*引用文*.
-- -- --
今まで機会がなかった訳じゃない。しかるべきタイミングで、しかるべき相手に、しかるべき内容で——。
そんなことを考えていたら、あっという間に三十路手前なのである。時の流れは世知辛い。

林檎と事変

私は姉の影響で、物心ついたときにはもう椎名林檎さんの音楽が好きだった。

小さいころは彼女が何者かも、歌詞の意味も、その緻密に練られた音の意図もわからないまま、ひたすら姉と一緒に家で歌っていた。

大きくなるにつれ、その音楽と自分の醜い事実を重ねたり、粛々と作品を生み出し続ける職人みたいな姿勢自体に焦がれたり。
多くの人にとってそうであるように、彼女の音楽は、ずっと私の生活に寄り添って、受け入れて、気付かせてくれて、ちょっと背筋を伸ばしてくれる、そんな存在。

生意気にも、当たり前にそこにあったから、俗にいう「推し」なる存在と一緒にしたくないような、でも確実にそれのような。

控え目に言って、彼女は私の人生に欠かせない。
-- -- --
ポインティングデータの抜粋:
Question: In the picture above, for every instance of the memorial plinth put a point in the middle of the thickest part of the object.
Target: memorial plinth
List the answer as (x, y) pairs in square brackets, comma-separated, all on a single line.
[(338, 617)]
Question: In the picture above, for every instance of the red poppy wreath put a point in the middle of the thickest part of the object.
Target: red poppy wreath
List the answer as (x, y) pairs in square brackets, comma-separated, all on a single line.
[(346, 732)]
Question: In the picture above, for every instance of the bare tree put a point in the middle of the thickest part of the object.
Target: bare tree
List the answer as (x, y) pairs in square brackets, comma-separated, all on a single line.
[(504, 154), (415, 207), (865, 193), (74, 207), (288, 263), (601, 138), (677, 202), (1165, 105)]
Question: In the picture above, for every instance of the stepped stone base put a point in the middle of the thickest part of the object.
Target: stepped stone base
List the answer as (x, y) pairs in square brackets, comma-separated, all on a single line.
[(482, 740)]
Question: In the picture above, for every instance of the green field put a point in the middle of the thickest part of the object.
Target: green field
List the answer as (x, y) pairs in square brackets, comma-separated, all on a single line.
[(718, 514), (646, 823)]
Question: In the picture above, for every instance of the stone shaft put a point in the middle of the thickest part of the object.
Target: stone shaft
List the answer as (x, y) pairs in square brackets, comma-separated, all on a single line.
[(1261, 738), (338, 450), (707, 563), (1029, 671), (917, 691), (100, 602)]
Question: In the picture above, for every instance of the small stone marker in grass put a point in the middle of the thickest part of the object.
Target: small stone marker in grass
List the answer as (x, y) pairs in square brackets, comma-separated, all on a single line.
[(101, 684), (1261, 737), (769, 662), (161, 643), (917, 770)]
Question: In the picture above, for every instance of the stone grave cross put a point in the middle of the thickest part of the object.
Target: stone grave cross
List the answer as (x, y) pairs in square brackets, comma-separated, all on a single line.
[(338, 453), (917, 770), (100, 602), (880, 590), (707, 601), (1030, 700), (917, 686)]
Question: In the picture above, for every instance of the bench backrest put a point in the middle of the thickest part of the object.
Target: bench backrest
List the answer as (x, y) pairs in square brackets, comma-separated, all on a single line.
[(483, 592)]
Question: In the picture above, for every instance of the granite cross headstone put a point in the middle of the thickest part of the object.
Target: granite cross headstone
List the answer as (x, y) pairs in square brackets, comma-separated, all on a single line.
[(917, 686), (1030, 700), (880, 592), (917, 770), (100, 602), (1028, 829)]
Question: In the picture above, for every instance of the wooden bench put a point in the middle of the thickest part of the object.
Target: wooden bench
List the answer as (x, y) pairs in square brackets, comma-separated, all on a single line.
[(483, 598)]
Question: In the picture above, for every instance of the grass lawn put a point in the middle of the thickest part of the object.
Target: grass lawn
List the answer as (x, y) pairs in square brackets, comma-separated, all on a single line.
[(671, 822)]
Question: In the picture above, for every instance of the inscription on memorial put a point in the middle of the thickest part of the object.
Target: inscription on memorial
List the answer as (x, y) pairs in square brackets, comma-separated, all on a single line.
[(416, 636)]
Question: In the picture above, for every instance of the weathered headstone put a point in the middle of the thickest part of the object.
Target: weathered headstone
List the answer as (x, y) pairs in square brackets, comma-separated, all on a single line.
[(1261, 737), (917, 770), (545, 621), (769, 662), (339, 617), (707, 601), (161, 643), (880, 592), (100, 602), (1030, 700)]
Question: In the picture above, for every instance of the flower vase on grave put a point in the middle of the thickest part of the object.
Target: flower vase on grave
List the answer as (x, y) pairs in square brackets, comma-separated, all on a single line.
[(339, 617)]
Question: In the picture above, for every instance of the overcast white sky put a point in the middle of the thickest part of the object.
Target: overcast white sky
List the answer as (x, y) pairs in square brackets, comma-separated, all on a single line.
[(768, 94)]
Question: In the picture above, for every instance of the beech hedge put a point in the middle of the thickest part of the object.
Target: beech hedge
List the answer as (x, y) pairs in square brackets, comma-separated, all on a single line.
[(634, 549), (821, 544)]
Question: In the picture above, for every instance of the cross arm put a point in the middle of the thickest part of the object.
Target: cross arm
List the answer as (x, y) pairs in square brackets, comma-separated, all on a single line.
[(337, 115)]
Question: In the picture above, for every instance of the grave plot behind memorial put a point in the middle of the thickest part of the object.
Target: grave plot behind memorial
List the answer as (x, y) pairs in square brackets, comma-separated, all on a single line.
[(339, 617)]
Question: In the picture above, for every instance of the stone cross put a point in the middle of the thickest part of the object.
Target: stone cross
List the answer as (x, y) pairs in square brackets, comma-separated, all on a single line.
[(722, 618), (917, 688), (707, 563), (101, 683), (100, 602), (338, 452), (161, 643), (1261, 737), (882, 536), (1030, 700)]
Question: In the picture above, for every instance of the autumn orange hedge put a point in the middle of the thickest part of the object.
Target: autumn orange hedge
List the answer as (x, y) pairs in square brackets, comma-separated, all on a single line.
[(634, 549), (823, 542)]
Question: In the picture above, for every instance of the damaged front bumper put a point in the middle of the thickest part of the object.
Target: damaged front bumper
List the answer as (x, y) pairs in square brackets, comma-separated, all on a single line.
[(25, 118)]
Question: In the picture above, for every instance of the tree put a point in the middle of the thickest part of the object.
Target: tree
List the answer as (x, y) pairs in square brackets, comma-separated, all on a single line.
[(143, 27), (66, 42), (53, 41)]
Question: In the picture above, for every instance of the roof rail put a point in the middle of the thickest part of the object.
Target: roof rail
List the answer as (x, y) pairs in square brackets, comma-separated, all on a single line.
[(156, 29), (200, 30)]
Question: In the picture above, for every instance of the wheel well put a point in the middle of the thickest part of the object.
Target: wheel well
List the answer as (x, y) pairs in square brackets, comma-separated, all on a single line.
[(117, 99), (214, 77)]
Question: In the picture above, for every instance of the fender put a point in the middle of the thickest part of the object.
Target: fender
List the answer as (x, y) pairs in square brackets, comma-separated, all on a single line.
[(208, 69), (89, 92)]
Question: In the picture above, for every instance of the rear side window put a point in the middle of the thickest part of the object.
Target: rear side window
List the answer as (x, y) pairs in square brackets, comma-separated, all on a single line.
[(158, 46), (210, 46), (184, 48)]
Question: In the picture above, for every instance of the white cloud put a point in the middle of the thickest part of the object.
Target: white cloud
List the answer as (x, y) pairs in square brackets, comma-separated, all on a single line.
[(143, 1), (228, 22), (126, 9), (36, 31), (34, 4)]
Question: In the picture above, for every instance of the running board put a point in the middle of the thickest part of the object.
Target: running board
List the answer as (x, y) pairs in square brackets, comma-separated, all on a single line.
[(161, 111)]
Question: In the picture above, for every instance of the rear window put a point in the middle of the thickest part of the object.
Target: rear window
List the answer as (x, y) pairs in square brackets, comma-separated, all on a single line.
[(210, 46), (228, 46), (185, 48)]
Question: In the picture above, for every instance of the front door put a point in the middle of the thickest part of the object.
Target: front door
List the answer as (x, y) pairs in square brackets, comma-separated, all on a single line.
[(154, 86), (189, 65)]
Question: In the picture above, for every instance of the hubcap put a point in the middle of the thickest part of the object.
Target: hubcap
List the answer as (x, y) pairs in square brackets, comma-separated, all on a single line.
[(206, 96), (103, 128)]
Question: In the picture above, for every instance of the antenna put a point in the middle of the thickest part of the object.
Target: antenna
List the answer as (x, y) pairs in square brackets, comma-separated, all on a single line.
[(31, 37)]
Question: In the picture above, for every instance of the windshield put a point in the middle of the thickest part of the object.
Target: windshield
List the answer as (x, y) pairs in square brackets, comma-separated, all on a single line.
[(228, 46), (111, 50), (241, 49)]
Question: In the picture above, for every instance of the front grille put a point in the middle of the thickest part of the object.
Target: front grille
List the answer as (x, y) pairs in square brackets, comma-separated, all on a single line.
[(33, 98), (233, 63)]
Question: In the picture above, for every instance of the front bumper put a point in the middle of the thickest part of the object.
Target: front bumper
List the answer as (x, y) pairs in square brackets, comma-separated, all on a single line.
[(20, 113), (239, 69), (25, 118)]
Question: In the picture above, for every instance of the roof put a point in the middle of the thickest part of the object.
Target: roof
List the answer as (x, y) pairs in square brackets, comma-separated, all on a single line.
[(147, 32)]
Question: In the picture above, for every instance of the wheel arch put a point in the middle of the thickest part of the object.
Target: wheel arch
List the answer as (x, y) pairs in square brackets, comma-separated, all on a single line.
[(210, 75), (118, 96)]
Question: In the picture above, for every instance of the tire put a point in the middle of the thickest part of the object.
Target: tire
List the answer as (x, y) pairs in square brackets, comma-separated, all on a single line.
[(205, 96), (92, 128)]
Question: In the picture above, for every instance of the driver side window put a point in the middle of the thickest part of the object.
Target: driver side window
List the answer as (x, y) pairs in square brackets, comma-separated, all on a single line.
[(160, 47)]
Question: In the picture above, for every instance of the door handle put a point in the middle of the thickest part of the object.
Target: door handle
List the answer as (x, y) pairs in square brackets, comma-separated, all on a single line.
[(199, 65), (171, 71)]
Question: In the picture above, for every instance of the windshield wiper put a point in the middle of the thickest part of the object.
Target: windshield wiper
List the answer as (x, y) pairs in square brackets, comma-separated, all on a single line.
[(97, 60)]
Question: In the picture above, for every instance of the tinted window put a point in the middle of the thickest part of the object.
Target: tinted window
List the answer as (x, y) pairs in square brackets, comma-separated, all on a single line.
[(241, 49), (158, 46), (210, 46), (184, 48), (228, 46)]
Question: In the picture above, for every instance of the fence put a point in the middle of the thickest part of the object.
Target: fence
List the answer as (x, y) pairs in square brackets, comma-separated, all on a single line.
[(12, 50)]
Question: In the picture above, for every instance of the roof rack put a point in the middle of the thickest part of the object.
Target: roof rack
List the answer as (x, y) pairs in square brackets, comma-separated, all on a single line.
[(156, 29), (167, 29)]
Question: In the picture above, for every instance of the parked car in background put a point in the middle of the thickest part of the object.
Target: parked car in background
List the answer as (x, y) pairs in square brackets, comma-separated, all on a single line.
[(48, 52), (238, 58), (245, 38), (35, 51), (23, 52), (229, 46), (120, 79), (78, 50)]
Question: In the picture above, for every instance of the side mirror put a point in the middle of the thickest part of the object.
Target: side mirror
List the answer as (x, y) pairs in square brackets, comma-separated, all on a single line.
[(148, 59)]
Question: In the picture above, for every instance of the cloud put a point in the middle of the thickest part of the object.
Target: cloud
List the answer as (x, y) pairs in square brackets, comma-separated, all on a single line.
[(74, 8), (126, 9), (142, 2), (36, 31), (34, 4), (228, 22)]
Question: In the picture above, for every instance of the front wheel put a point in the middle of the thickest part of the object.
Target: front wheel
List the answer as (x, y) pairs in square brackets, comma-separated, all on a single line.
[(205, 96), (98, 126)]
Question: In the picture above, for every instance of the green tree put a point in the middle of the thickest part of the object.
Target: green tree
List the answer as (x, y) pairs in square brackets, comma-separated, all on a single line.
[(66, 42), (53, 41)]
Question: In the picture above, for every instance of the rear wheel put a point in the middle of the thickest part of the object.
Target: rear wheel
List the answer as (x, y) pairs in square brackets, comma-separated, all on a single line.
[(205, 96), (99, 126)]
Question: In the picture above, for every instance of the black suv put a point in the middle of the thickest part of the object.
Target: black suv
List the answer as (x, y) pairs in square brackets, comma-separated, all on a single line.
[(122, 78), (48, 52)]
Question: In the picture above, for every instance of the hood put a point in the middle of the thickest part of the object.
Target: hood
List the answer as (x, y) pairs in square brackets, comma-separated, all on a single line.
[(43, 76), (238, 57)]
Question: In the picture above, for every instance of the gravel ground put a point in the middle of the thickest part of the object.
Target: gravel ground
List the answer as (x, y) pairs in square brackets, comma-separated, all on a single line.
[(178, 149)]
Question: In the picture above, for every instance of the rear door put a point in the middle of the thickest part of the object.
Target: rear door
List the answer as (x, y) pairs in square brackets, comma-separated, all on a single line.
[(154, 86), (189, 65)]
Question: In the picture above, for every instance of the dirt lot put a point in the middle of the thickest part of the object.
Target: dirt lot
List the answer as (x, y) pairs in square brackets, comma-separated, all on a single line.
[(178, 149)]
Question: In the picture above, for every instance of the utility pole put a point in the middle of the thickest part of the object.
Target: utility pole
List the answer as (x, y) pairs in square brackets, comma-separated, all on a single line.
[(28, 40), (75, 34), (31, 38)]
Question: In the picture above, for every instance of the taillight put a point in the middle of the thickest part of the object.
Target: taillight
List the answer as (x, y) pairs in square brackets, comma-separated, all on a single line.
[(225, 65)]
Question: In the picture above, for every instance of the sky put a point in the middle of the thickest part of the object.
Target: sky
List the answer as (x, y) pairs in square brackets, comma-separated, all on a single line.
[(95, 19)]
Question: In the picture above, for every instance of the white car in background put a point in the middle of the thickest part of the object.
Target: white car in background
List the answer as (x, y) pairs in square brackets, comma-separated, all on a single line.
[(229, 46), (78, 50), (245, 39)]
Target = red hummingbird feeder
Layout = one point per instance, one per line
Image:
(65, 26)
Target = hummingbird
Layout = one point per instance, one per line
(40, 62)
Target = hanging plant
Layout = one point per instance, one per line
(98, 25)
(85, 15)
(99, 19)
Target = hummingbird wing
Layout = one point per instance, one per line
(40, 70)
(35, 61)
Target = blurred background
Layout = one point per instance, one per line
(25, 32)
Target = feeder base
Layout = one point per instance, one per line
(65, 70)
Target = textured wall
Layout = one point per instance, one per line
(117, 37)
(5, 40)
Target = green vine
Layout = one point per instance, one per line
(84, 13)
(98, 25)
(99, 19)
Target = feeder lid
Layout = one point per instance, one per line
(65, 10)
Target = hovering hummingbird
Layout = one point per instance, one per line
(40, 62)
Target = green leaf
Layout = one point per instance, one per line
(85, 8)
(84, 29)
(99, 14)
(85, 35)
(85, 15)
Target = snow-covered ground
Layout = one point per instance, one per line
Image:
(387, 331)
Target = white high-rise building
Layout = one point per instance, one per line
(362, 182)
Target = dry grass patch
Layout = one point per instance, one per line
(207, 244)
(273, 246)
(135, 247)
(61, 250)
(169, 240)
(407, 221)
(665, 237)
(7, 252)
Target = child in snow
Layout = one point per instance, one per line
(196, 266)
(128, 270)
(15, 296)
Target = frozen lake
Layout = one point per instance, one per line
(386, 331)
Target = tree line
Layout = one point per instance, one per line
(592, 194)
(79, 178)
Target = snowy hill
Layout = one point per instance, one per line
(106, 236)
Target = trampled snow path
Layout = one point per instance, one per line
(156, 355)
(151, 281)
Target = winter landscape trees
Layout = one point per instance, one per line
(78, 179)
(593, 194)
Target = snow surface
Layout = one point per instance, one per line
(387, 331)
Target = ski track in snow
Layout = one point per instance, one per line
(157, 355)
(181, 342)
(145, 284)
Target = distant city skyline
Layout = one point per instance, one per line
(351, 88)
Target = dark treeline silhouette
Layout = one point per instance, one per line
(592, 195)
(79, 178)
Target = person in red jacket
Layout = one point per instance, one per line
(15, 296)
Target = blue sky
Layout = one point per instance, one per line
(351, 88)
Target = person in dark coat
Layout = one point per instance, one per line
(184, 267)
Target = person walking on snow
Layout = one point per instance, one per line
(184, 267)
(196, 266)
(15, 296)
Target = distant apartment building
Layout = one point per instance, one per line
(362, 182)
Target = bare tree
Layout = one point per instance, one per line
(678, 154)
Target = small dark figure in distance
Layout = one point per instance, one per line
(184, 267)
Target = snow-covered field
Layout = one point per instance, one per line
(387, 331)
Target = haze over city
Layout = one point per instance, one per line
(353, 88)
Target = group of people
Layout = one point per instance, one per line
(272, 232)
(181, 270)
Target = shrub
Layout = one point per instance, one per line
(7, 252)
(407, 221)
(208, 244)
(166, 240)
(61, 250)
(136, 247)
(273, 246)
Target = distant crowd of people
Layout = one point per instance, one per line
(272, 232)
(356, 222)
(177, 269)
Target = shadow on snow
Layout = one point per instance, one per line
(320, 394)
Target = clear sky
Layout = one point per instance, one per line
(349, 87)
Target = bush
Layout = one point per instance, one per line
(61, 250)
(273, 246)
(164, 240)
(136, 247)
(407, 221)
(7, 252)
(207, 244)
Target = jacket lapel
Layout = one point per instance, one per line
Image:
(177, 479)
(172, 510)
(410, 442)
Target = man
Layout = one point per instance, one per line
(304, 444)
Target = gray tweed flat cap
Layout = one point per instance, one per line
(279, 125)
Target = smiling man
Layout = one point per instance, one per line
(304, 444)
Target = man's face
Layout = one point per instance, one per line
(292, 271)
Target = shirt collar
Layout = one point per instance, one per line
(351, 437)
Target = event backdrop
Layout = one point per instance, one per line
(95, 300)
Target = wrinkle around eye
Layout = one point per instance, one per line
-- -- --
*実施事項*.
(1) 引用文について、次の問いに答えてください。
(a) 語り手があっという間に何の手前になったと書かれていますか。
(b) 語り手が椎名林檎さんの音楽を好きになったのは、誰の影響ですか。
(c) 「控え目に言って」で始まる文では、彼女は語り手の人生にとってどのような存在だと述べられていますか。
(2) 引用文の最後の文に続けて、その後の文章を書いてください。

*解答一覧*.
(1)
(a) 三十路手前
(b) 姉の影響
(c) 欠かせない存在

(2)
爆誕

林檎・事変を愛する私が今このタイミングでファンレターのことを改めて考えたのは、ある女の子の存在を知ったからだった。

NetflixでBLACKPINKのドキュメンタリーを観てから、K-POPの情報を追うようになって、その流れでなんとなく観ていたガールズプラネット。日韓中、99人の女の子の中からデビューできる9人を選ぶオーディション番組だ。

その中の一人に、私は生まれて初めて一目惚れをしてしまったのだ。彼女の名前はスールイチー。中国の女の子。

見た瞬間、釘付け。
あ、ちょっと待って可愛すぎない??
え、何この子、カッコよすぎない???
ぎゃー!!!歌もダンスもラップも群を抜いて上手え!なんだこの子!!!なんなんだこの存在感!!??

気づいたら純粋に「すげえ応援したい!!この子のパフォーマンスをずっと見ていたい!!」って気持ちになっていた。

結局彼女はこのオーディションではデビューできなかったのだけど、後日、中国で正式にソロデビューが決まったらしい。(この辺の話は多分ググった方が早い)

その後、普段数人しかフォローしてないインスタもYoutubeも登録して、この子を追いかけるようになった。
あ、もしかしてこれが例の「推し」ってこと??
推しだね!!!!??
私、推してるね!!???


昔から馴染んでいる林檎さんに対しても、最近知ったルイチーに対しても、おかげで爆発した「届け!!!!私の思い!!」感。
この気持ちをどうしてくれよう。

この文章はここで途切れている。